Remember, this was in May 1991, and had nothing to do with what Don Schmitt and I had written in our book, UFO Crash at Roswell, that would be published in July 1991, though we had come to the same conclusion. Barnett was not over on the Plains. In May 1991, no one had seen Ruth Barnett’s diary, which, of course, ended the discussion. Karl Pflock and I would publish an article some ten years later that not only suggested that Barnett had not seen the object on the Plains, but that his story had nothing at all to do with Roswell crash.

On that same day, that is May 11, 1991, Antonio Huneeus and Javier Sierra interviewed Bill Moore about some of the things that Shandera had said earlier. Moore was talking about the Gerald Anderson tale and why he did not accept it as authentic. (Interestingly, one of the reasons he rejected it was because the military was segregated in 1947, not realizing that white officers commanded the black units, so one of his reasons for rejecting the tale is false, but that doesn’t matter here.) He confirmed that he was on board with Shandera about the Plains, saying, “There is no reason to believe anything occurred on the Plains of San Agustin on that particular date.…”

Which is, of course, what I and many others have been saying for years. Nothing happened on the Plains. But then Moore said the thing that is quite revelatory. He said, “The original hypothesis was that the object had come down in two places, the first being the Brazel site, the second being the Plains of San Agustin, and that in 1985 I abandoned [it] simply because the only witness who put the thing in the Plains of San Agustin at all was Barnett’s boss, Danley, [who] it turned out, was not sure of the place, and it turned out that Barnett could have been up at the Brazel site…”

Here’s what we know now. According to the documentation supplied by Moore in various arenas, Shandera received the Eisenhower Briefing Document on December 11, 1984. This is based on their displaying of a mailing envelope with a December 1984 date on it (postmarked from Albuquerque, which I mention simply because if I don’t someone will criticize the lack of my noting it) but we have no way of knowing if that envelope actually contained the film. There is nothing to tie it to the film and the EBD. We can document the first public mention of the EBD by a London newspaper on May 3, 1987, though Just Cause did publish a list of members of MJ-12 in December 1985 but not the documents themselves. Prior to that, we have nothing that is reliable about the EBD. We can accept the December 11, 1984, date as reliable, or we can reject it. It actually means little because it is impossible to prove that the date is accurate.

Now, based on the 1991 interview, we have Moore’s statement that he had rejected the idea of a Plains of San Agustin crash in 1985 which, as I noted, is interesting. He tells us that he has rejected it because Danley couldn’t actually provide a location or date for Barnett’s story. This is something that I had noticed when I interviewed “Fleck” Danley in October 1990. It was clear that he couldn’t remember much about what Barnett had said and had I been of a mind, I could have convinced him of almost anything. I realized that his information was severely compromised.
◇ ◇ ◇ ◇ ◇ ◇ ◇
■ **Required work**:
(1) Set down the passage from the Plains of San Agustin account exactly, starting at "Remember, this was" and ending at "with Roswell crash.".
(2) Take the account of the Plains of San Agustin crash claims further, picking up after its final sentence.
The lines after this sentence are separate material, unrelated to the account of the Plains of San Agustin claims.

Extracted records
◇ ◇ ◇ ◇ ◇ ◇ ◇
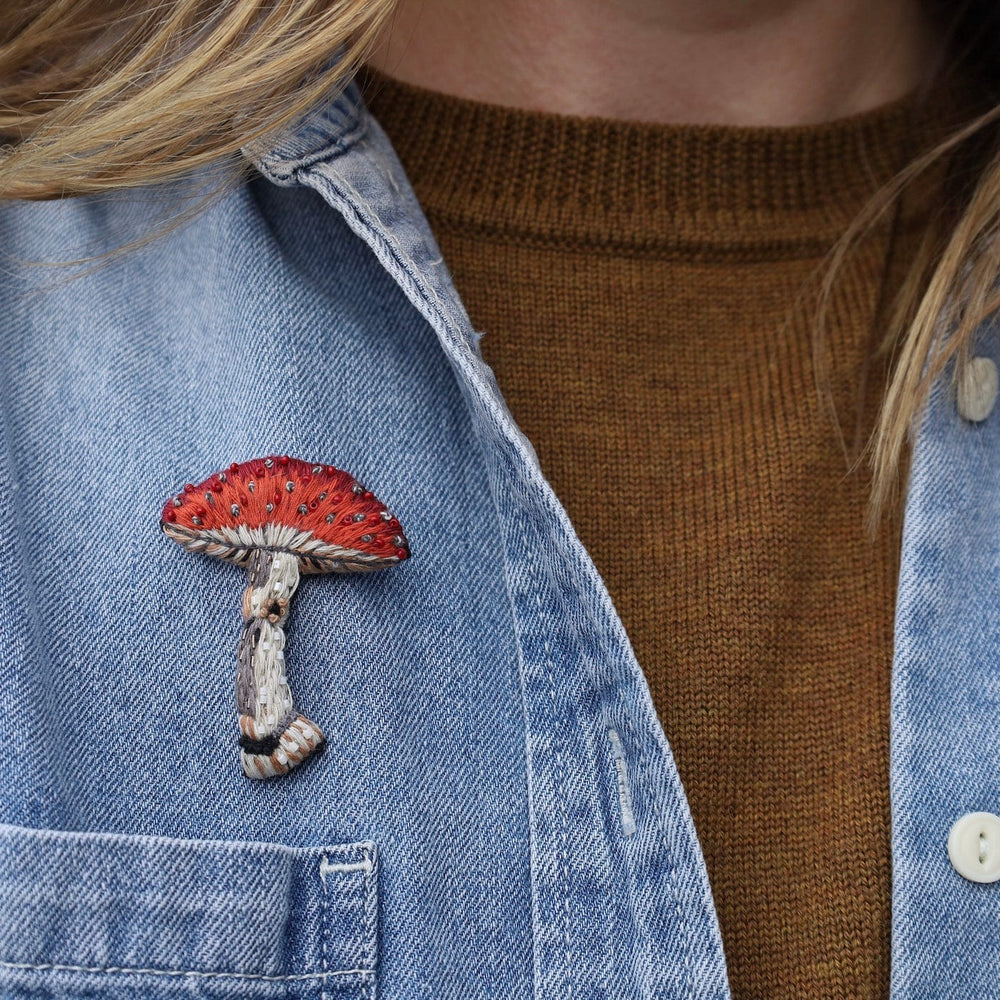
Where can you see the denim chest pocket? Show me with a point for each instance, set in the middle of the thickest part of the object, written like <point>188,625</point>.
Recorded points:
<point>110,915</point>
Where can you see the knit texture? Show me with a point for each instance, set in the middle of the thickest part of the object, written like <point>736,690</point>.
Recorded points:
<point>645,298</point>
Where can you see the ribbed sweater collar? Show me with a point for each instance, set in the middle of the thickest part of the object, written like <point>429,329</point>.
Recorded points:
<point>543,178</point>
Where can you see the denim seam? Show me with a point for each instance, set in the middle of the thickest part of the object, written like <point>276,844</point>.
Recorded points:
<point>370,926</point>
<point>662,831</point>
<point>323,931</point>
<point>284,171</point>
<point>362,209</point>
<point>560,777</point>
<point>193,973</point>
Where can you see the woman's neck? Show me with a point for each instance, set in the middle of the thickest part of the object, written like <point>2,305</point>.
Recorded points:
<point>731,62</point>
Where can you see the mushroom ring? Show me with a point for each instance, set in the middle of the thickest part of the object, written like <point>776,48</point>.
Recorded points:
<point>280,517</point>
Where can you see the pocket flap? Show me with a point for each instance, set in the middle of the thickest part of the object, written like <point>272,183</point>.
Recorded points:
<point>79,907</point>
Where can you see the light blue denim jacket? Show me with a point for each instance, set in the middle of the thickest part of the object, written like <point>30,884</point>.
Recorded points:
<point>497,813</point>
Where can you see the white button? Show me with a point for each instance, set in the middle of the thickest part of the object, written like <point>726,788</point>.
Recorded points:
<point>974,847</point>
<point>977,389</point>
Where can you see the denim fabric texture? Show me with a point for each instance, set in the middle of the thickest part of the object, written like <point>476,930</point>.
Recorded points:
<point>497,813</point>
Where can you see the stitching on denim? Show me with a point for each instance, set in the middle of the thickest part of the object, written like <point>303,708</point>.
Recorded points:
<point>323,931</point>
<point>621,775</point>
<point>662,831</point>
<point>560,777</point>
<point>280,169</point>
<point>353,202</point>
<point>370,921</point>
<point>178,973</point>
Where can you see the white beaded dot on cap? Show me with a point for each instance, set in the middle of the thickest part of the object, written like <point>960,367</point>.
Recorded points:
<point>978,384</point>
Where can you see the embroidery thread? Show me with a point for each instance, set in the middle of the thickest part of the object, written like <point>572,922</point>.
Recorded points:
<point>279,518</point>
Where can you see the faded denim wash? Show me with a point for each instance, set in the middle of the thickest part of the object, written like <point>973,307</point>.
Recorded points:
<point>497,814</point>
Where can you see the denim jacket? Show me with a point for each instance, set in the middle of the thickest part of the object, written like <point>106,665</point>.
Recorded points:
<point>497,813</point>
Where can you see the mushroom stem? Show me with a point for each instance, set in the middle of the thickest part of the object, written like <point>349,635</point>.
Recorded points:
<point>274,737</point>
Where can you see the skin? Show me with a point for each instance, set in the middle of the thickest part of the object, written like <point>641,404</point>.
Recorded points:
<point>728,62</point>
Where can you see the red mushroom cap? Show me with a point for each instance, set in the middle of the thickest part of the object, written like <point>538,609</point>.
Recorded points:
<point>321,514</point>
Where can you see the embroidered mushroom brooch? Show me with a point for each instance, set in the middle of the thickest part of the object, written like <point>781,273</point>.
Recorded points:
<point>280,517</point>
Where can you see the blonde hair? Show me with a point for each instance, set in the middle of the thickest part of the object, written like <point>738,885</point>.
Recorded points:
<point>96,95</point>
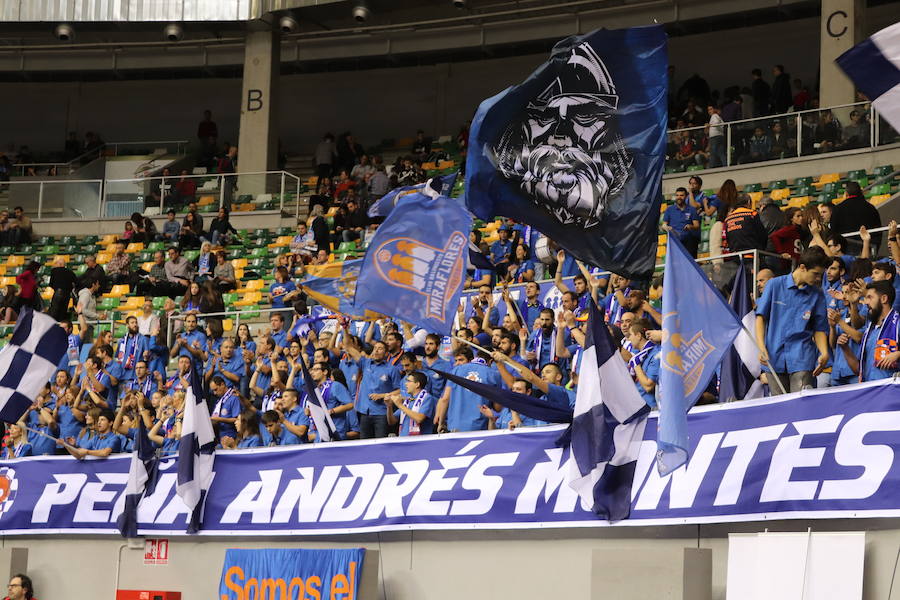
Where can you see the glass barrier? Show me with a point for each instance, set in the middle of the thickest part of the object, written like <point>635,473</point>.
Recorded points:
<point>777,137</point>
<point>237,191</point>
<point>57,199</point>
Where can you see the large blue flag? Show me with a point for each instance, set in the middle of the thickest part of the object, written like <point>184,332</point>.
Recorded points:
<point>442,184</point>
<point>698,328</point>
<point>578,149</point>
<point>414,268</point>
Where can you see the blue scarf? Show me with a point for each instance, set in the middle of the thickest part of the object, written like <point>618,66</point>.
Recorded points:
<point>886,343</point>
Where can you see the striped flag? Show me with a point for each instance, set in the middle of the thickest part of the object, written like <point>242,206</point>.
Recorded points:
<point>195,451</point>
<point>874,67</point>
<point>37,345</point>
<point>739,378</point>
<point>608,425</point>
<point>141,480</point>
<point>317,409</point>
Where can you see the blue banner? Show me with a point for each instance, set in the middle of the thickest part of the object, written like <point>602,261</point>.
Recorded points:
<point>291,573</point>
<point>810,455</point>
<point>578,149</point>
<point>415,266</point>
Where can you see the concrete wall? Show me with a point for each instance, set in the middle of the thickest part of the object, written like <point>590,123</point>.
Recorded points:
<point>439,565</point>
<point>374,104</point>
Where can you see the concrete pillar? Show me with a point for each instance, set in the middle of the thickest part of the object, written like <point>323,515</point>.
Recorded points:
<point>258,139</point>
<point>841,29</point>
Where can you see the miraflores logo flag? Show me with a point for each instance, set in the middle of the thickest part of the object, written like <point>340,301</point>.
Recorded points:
<point>698,328</point>
<point>608,425</point>
<point>578,149</point>
<point>874,67</point>
<point>195,451</point>
<point>414,268</point>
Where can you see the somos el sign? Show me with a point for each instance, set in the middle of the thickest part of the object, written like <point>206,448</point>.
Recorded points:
<point>291,574</point>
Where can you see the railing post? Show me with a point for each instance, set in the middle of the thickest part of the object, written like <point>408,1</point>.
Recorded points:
<point>728,145</point>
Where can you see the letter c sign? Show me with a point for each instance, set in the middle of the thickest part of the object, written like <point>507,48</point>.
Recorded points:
<point>833,29</point>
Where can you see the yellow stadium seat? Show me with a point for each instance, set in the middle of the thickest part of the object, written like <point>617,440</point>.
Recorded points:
<point>133,302</point>
<point>827,178</point>
<point>249,299</point>
<point>798,201</point>
<point>118,291</point>
<point>782,194</point>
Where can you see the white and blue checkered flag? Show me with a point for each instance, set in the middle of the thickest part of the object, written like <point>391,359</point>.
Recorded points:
<point>37,345</point>
<point>195,451</point>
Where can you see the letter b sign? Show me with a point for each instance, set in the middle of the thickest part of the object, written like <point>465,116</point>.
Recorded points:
<point>254,100</point>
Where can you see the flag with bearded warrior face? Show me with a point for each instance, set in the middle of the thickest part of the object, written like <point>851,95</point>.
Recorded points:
<point>578,149</point>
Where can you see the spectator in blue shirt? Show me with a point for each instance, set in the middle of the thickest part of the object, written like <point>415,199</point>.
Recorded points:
<point>682,220</point>
<point>792,322</point>
<point>415,409</point>
<point>459,409</point>
<point>104,443</point>
<point>191,342</point>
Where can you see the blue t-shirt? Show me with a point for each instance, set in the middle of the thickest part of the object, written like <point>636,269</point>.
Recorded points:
<point>376,378</point>
<point>463,413</point>
<point>792,315</point>
<point>678,218</point>
<point>279,290</point>
<point>426,408</point>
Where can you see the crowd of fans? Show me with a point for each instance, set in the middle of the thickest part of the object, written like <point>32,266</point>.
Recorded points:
<point>825,317</point>
<point>697,118</point>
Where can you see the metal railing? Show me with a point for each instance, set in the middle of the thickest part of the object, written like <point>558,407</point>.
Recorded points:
<point>800,136</point>
<point>105,149</point>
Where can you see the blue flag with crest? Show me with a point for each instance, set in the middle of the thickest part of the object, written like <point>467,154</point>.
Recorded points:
<point>578,149</point>
<point>698,329</point>
<point>415,266</point>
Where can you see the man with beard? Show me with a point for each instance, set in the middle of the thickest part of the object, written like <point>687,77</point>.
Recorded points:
<point>879,351</point>
<point>565,153</point>
<point>542,343</point>
<point>792,323</point>
<point>432,360</point>
<point>682,220</point>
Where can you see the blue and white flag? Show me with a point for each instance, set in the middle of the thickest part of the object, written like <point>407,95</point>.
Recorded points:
<point>739,377</point>
<point>607,427</point>
<point>28,361</point>
<point>874,67</point>
<point>698,328</point>
<point>195,451</point>
<point>142,476</point>
<point>415,266</point>
<point>318,410</point>
<point>442,184</point>
<point>578,149</point>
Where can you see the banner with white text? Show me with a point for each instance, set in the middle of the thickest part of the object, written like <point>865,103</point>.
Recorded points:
<point>812,455</point>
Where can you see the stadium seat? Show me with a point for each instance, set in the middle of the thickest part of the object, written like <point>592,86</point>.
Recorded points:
<point>118,291</point>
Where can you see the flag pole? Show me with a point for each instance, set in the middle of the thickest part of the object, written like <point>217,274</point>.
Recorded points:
<point>779,385</point>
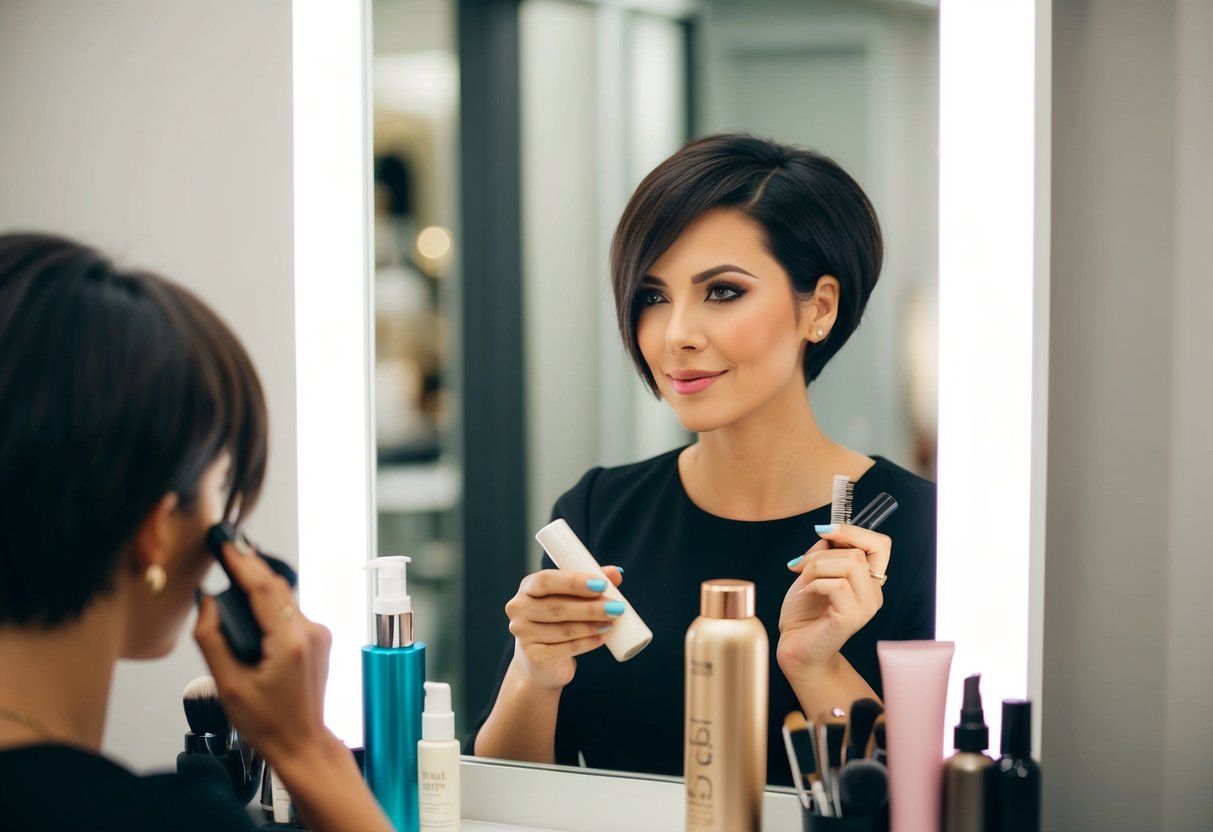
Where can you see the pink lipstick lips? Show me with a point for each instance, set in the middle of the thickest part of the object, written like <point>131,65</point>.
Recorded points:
<point>688,382</point>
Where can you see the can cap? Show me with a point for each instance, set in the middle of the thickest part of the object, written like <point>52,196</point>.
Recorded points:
<point>727,598</point>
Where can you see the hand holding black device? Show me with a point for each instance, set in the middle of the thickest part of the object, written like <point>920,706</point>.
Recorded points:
<point>237,621</point>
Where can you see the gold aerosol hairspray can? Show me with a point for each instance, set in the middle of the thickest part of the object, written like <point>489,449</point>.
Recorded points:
<point>725,731</point>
◇ ◇ ◇ ◇ ◇ ◇ ◇
■ **Responses**:
(1)
Remember, this was in May 1991, and had nothing to do with what Don Schmitt and I had written in our book, UFO Crash at Roswell, that would be published in July 1991, though we had come to the same conclusion. Barnett was not over on the Plains. In May 1991, no one had seen Ruth Barnett’s diary, which, of course, ended the discussion. Karl Pflock and I would publish an article some ten years later that not only suggested that Barnett had not seen the object on the Plains, but that his story had nothing at all to do with Roswell crash.

(2)
But here’s the thing. Moore, in 1991, was saying that he rejected the Plains of San Agustin in 1985, not because he had in his hand the EBD which mentioned nothing of a crash there, but because he found the Danley information to be wanting. It would seem to me that if I was in possession of a document which gave me precise information about a UFO crash and that had been prepared for the man who would be taking over as President in a few months, that would be the most important source for a change in the basic story. If the Plains was left out of the briefing that would tell me that the information about the Plains was inaccurate and that would be a better source than that of a witness who was easily confused. Or, in other words, I would have said I have a document that tells me the Plains story is no good.

That is, unless I know something about the EBD that others don’t know. If I know the source of the EBD, and I know the document can’t be trusted, then I don’t use it to suggest there was no crash on the Plains. I say something about the lack of reliability of Danley’s testimony.

The other side of this is that we can trace the EBD back to Bill Moore and Jaime Shandera and no further. They are the sources for this document and it seems that they, or at least Moore, are not confident enough in it to use is as source material for his analysis of the situation in 1947. That tells us something very important about the EBD. It tells us that Moore finds the EBD unreliable, and if he has no confidence in it, why should the rest of us?

I will say one other thing. The information contained in the EBD was the best available in the mid-1980s. This is proved once again by Moore’s comment that he abandoned the Plains idea in 1985. He is telling us quite a bit in that one short statement. We should all listen to what he had to say about this because it does answer a couple of burning questions.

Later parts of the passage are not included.